PASSAGE TO READ.
========

We set a total of 1 000 epochs for model training, and L1loss (MAE, Equation (5)) is used as the loss function. The training process is performed in batches, with the size of each batch set to 128. The Adam algorithm (Kingma and Ba Reference Kingma and Ba2014), with an initial learning rate set to 0.001, is chosen to be the optimizer, which is an extension of the stochastic gradient descent method. Adam optimizer can speed up convergence by adapting the learning rate, making it well-suited for deep learning problems. An early stopping mechanism is set when the loss function no longer decreases beyond 250 epochs, which can effectively prevent the model from overfitting.

3.4.1. Evaluation metrics

We use three main evaluation metrics to test the effectiveness of the model in estimating stellar parameters, Mean Absolute Error (MAE, Equation (5)), Standard Deviation (STD, Equation (6)), and R squared ( $R^2$ , Equation (7)).

Suppose that N is the number of samples contained in the test set, y denotes the true values, and $\hat y$ denotes the predicted values derived by the proposed model. Let $e_{i}$ be $y_{i}-\hat y_{i}$ , and $\bar e_{i}$ be the average value of $e_{i}$ .

  1. (1) Mean absolute error (MAE): MAE is a loss function used in regression models, which can express the fitting ability of the model more intuitively.

========

RECORDED INFORMATION.
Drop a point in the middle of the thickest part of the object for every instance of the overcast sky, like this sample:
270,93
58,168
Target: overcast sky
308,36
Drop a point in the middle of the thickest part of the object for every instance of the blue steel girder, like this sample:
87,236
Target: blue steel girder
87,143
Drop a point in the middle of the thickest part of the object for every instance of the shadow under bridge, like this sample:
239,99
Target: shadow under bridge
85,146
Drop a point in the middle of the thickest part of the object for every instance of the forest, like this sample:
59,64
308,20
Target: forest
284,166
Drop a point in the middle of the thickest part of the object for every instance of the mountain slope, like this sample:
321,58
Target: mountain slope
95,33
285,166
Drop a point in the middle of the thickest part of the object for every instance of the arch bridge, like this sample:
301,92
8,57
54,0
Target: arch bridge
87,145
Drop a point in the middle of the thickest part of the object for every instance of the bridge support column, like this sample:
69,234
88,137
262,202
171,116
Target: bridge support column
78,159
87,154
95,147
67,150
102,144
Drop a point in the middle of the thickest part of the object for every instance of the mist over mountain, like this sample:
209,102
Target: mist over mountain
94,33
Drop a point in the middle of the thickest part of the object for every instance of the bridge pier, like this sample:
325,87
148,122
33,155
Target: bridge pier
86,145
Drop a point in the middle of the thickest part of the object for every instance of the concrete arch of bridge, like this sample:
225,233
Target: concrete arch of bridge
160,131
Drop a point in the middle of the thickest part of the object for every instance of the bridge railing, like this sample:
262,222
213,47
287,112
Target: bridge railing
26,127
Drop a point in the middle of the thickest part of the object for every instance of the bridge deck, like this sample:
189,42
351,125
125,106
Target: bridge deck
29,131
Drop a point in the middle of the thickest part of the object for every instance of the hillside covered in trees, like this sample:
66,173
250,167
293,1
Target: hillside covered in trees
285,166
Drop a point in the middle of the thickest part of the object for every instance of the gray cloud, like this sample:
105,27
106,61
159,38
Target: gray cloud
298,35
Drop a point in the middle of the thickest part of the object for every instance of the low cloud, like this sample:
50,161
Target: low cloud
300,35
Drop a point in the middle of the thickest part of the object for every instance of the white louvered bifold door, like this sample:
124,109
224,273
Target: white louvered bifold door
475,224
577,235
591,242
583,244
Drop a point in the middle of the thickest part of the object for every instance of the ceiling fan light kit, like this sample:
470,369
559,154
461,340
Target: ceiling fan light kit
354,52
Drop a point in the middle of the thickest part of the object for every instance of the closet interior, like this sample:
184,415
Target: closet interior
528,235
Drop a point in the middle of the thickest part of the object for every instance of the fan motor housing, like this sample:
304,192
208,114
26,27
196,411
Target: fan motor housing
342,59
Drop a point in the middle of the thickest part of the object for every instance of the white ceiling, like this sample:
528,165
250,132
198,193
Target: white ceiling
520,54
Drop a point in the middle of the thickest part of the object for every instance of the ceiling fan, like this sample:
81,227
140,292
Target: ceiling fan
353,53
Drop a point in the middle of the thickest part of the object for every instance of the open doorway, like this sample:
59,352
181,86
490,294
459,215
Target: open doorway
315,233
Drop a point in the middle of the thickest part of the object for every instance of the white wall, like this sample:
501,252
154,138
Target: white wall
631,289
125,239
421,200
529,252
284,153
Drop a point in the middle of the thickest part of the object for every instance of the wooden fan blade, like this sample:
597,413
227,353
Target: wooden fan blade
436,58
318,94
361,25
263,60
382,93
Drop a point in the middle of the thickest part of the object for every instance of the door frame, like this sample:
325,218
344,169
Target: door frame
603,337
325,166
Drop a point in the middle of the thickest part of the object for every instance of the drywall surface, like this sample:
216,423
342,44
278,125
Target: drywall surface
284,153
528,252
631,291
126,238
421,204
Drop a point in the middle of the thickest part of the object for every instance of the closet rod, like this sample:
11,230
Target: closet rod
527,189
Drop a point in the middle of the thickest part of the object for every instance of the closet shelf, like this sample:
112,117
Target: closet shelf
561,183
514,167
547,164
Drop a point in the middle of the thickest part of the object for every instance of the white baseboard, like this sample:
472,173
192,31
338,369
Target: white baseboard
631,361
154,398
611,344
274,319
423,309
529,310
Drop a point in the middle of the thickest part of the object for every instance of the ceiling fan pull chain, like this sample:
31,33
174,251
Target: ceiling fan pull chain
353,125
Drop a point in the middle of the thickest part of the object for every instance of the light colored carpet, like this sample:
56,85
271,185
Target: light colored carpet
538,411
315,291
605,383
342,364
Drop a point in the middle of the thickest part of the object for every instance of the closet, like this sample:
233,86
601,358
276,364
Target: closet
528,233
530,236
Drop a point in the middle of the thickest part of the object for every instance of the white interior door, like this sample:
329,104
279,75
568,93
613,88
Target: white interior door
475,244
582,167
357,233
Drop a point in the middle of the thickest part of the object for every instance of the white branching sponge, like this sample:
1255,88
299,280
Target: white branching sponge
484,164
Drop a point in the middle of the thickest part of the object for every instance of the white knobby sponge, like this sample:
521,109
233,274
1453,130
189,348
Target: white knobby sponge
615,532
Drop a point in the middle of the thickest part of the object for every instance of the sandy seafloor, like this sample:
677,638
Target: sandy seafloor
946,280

========

BRIEF 1.
Using the passage on model training, answer each question briefly.
(a) What batch size is used during training?
(b) What initial learning rate is set for the Adam optimizer?
(c) How many main evaluation metrics are used to test the model?
BRIEF 2.
For each statement, say yes or no according to the passage on model training, and quote the words that decide it.
(a) The model is trained with L2 loss as its loss function.
(b) Early stopping is applied when the loss stops decreasing beyond 250 epochs.
(c) The Adam optimizer is an extension of the stochastic gradient descent method.
BRIEF 3.
Pick up the passage on model training and continue it from its last sentence.
The rows above play no part in what is asked here.

WRITTEN RESPONSE 1.
(a) 128
(b) 0.001
(c) Three: Mean Absolute Error (MAE), Standard Deviation (STD), and R squared

WRITTEN RESPONSE 2.
(a) No: "L1loss (MAE, Equation (5)) is used as the loss function"
(b) Yes: "An early stopping mechanism is set when the loss function no longer decreases beyond 250 epochs"
(c) Yes: "which is an extension of the stochastic gradient descent method"

WRITTEN RESPONSE 3.
    (5) \begin{equation} MAE(y,\hat y)=\frac{1}{N}\sum_{i=0}^{N-1}|y_{i}-\hat y_{i}|. \end{equation}
  2. (2) Standard deviation (STD): Standard deviation reflects the degree of dispersion of a dataset.

    (6) \begin{equation} STD(y,\hat y)=\sqrt {\frac{1}{N}\sum_{i=1}^{N}(e_{i}-\bar e_{i})^2}. \end{equation}
  3. (3) R squared ( $R^2$ ): The numerator is the error between the predicted value and the true value, and the denominator is understood as the dispersion of the true value. The division of the two can eliminate the effect of the dispersion of the true value. The closer $R^2$ is to 1, the better the model fits the data.

    (7) \begin{equation} R^2(y,\hat y)=1-\frac{\sum\!(y-\hat y)^2}{\sum\!(y-\bar y)^2}. \end{equation}

Three other metrics can be used to test the effectiveness of the model in classifying stars, precision (Equation (8)), recall (Equation (9)), and accuracy rate (Equation (10)).

  1. (1) True Positive (TP): VMP stars predicted as VMP stars.

  2. (2) True Negative (TN): Common stars predicted as common stars.

  3. (3) False Positive (FP): Common stars predicted as VMP stars.

  4. (4) False Negative (FN): VMP stars predicted as common stars.

(8) \begin{equation}Precision = \frac{TP}{TP+FP}.\end{equation}

(9) \begin{equation}Recall = \frac{TP}{TP+FN}.\end{equation}

(10) \begin{equation}Accuracy = \frac{TP+TN}{TP+FP+TN+FN}.\end{equation}

4. Results

In this section, we show the parameter estimation and classification results in the dataset described in Section 2 using the proposed CNN model.

Table 1. The prediction results of the three fundamental atmospheric parameters on the test set including 7 994 stars using the proposed CNN model.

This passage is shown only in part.